21 DE MAYO DE 2020
JUEVES VI DEL TIEMPO
DE PASCUA
CICLO A
¡Paz
y bien!
Del
Santo Evangelio según san Juan
(Jn.
16, 16-20)
“Estaréis tristes,
pero vuestra tristeza se convertirá en alegría”.
En aquel tiempo, dijo Jesús a sus
discípulos:
Comentaron entonces algunos discípulos:
«¿Qué significa eso de “dentro de poco
ya no me veréis, pero dentro de otro poco me volveréis a ver”, y eso de “me voy
al Padre”?».
Y se preguntaban:
«¿Qué significa ese “poco”? No
entendemos lo que dice».
Comprendió Jesús que querían preguntarle
y les dijo:
«¿Estáis discutiendo de eso que os he
dicho: “Dentro de poco ya no me veréis, y dentro de otro poco me volveréis a
ver”? En verdad, en verdad os digo: vosotros lloraréis y
os lamentaréis, mientras el mundo estará alegre; vosotros estaréis tristes,
pero vuestra tristeza se convertirá en alegría».

## Consigna de trabajo
Indica si cada afirmación concuerda con el fragmento del Evangelio según san Juan, respondiendo sí o no y citando textualmente las palabras del fragmento que lo deciden. (a) Algunos discípulos afirmaban no entender lo que Jesús decía. (b) Jesús anuncia que el mundo estará triste mientras los discípulos se alegran. (c) Los discípulos le preguntaron directamente a Jesús qué significaba ese «poco».

## Datos en bruto
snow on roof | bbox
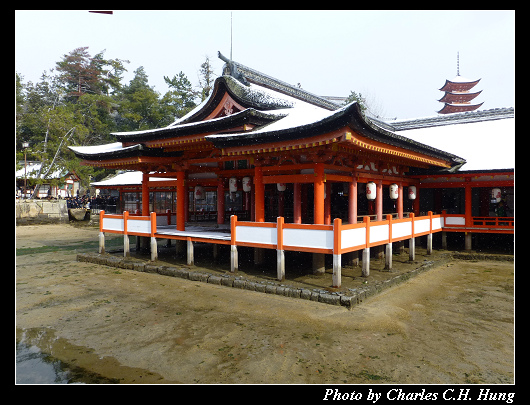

## Resultado del ejercicio
(a) Sí: «No entendemos lo que dice».
(b) No: «vosotros lloraréis y os lamentaréis, mientras el mundo estará alegre».
(c) No: «Comprendió Jesús que querían preguntarle».